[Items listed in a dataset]
========================

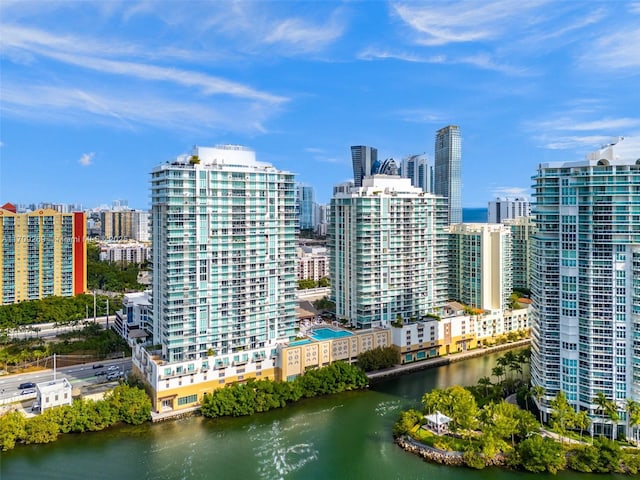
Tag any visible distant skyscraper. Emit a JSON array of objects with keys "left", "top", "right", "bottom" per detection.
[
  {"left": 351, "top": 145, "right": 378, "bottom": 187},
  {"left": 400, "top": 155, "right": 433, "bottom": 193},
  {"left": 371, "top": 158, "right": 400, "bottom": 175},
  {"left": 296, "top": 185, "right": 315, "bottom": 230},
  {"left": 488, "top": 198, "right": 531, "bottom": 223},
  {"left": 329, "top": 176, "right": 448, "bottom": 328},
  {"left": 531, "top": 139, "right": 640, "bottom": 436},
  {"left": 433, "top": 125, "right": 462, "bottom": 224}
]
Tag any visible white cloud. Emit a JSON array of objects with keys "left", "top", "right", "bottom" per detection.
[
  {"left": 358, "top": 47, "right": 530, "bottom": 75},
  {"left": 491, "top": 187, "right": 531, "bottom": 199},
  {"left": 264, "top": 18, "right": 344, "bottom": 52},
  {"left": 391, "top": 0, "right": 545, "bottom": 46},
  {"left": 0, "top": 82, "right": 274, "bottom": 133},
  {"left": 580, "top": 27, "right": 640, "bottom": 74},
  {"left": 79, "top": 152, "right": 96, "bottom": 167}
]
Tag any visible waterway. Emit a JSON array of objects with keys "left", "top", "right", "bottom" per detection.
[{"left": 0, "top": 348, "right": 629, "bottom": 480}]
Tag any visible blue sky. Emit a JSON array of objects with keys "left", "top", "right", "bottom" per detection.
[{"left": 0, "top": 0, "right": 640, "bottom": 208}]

========================

# [Task brief]
Render every line of the records above as a Markdown table with the columns Row and Line, numbering the rows and omitting blank lines. Leave out the pictures.

# [Problem solution]
| Row | Line |
|---|---|
| 1 | Tag any visible distant skyscraper. Emit a JSON array of objects with keys "left", "top", "right", "bottom" per detection. |
| 2 | [ |
| 3 |   {"left": 351, "top": 145, "right": 378, "bottom": 187}, |
| 4 |   {"left": 400, "top": 155, "right": 433, "bottom": 193}, |
| 5 |   {"left": 371, "top": 158, "right": 400, "bottom": 175}, |
| 6 |   {"left": 296, "top": 185, "right": 315, "bottom": 230}, |
| 7 |   {"left": 488, "top": 198, "right": 531, "bottom": 223}, |
| 8 |   {"left": 329, "top": 176, "right": 448, "bottom": 328}, |
| 9 |   {"left": 531, "top": 139, "right": 640, "bottom": 436}, |
| 10 |   {"left": 433, "top": 125, "right": 462, "bottom": 224} |
| 11 | ] |
| 12 | Tag any visible white cloud. Emit a JSON array of objects with keys "left", "top", "right", "bottom" per detection. |
| 13 | [ |
| 14 |   {"left": 358, "top": 47, "right": 530, "bottom": 75}, |
| 15 |   {"left": 491, "top": 187, "right": 531, "bottom": 199}, |
| 16 |   {"left": 264, "top": 18, "right": 344, "bottom": 52}, |
| 17 |   {"left": 391, "top": 0, "right": 545, "bottom": 46}, |
| 18 |   {"left": 0, "top": 82, "right": 274, "bottom": 133}, |
| 19 |   {"left": 580, "top": 27, "right": 640, "bottom": 74}, |
| 20 |   {"left": 79, "top": 152, "right": 96, "bottom": 167} |
| 21 | ] |
| 22 | Tag any visible waterway. Emit a JSON array of objects with keys "left", "top", "right", "bottom" per detection. |
| 23 | [{"left": 0, "top": 348, "right": 629, "bottom": 480}] |
| 24 | Tag any visible blue sky. Emit a JSON array of objects with keys "left", "top", "right", "bottom" per detection. |
| 25 | [{"left": 0, "top": 0, "right": 640, "bottom": 208}] |